# [CONSIGNA]
Explica en una a tres oraciones por qué, según el pasaje sobre Carmen y su padre, el dinero no explicaba la adicción del padre.

# [PASAJE SUMINISTRADO]
- - -

Aquellos cuerpos retorcidos, escuálidos, arrastraban los pies y parecían llevar el alma a rastras por el suelo. Muchos días, Carmen recogía a su hija del colegio y a la salida se topaba con aquellos seres consumidos durmiendo en bancos y aceras. “Mami, ¿por qué duermen de día estos señores?”.

Mucho antes de aquello, Carmen ya sabía lo que significaba ser adicto a una droga. Cuando era niña en Padrón, su padre apuraba cada mañana un vaso de orujo blanco a modo de desayuno. Aquel hombre era amable con todos menos con los que compartía hogar. Ser alcohólico y dueño de un bar es como jugar a la ruleta rusa con el cargador lleno de balas.

Muchas veces se lo he preguntado a Carmen. “¿Por qué fue alcohólico tu padre? ¿Estaba triste? ¿Alguna preocupación? ¿Problemas económicos?”. El motivo nunca estuvo claro. El dinero jamás explicó su adicción, pues venía de buena familia. Con la borrachera en su punto álgido, maltrataba a su mujer y sus hijos, y solo una diminuta Carmen se atrevía a plantarle cara pese a la clara desventaja física.

- - -

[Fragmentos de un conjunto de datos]
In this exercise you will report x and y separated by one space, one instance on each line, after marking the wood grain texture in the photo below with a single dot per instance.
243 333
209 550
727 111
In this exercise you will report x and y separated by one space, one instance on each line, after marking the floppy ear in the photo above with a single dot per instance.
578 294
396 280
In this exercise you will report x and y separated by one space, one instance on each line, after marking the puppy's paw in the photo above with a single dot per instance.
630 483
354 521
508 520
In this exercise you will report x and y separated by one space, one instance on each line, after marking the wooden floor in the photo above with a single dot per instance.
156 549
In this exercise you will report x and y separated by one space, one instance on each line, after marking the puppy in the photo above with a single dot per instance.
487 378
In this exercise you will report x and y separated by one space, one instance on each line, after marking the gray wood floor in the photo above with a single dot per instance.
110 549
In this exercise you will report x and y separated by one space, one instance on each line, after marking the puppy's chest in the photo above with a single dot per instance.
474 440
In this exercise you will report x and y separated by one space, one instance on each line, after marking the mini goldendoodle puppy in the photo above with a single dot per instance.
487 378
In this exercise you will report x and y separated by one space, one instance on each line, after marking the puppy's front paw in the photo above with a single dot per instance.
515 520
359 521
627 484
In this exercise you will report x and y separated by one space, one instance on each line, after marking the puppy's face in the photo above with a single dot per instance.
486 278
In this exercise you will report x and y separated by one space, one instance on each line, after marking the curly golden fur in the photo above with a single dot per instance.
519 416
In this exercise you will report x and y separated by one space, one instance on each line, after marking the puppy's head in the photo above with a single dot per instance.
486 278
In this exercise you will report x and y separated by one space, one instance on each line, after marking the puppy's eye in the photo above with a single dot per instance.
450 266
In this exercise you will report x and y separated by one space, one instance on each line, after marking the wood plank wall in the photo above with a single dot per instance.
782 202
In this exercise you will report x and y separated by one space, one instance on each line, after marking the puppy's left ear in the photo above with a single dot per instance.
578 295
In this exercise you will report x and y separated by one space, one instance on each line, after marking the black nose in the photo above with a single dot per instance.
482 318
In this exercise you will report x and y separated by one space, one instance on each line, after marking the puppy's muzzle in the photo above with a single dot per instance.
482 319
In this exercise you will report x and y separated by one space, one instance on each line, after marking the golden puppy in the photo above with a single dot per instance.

- - -

# [RESULTADO]
El dinero no explicaba su adicción porque el padre de Carmen venía de buena familia. Por eso, los problemas económicos quedaban descartados como causa de su alcoholismo.